__Data extract__:
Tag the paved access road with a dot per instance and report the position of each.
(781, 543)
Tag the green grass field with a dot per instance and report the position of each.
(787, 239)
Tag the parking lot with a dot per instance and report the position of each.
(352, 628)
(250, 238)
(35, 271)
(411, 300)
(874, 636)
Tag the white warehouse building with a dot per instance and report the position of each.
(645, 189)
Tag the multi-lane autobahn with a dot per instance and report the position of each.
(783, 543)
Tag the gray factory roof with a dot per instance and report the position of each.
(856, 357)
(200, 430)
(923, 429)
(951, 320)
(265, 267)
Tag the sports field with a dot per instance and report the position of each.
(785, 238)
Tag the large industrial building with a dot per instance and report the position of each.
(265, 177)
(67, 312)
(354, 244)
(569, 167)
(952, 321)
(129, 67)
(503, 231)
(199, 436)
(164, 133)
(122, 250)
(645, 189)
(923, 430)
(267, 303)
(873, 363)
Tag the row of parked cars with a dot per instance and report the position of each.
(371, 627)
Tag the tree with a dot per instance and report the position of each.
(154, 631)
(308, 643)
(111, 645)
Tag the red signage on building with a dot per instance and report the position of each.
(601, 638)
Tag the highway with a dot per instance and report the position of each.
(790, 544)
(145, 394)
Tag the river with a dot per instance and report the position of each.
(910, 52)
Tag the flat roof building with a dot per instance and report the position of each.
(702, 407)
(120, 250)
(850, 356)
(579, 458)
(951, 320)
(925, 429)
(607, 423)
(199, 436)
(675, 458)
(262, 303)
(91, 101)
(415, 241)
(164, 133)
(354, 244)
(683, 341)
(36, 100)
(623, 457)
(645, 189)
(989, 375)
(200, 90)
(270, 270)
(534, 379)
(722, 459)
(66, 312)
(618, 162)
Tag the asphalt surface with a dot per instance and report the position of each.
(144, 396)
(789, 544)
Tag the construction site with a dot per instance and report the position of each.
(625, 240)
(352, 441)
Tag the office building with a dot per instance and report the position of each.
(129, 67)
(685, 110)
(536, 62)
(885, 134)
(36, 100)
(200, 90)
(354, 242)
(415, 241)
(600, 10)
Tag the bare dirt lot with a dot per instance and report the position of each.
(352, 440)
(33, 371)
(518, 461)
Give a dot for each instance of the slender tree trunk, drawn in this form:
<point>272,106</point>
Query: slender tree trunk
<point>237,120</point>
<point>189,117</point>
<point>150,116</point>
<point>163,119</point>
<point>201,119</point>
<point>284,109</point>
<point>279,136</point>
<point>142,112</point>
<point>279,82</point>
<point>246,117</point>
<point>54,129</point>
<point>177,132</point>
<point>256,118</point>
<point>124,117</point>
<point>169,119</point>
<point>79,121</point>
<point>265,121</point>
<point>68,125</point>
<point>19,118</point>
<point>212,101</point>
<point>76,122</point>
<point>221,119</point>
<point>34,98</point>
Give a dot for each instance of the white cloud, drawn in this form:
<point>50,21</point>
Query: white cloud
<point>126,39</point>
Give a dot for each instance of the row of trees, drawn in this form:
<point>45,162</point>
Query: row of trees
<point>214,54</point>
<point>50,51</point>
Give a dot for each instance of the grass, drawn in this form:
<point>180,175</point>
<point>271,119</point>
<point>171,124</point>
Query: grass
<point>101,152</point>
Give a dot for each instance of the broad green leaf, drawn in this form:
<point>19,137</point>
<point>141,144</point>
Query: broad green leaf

__Exercise__: On how many lines of the data does the word "form" appear? Only the number is wanted.

__Answer section__: 5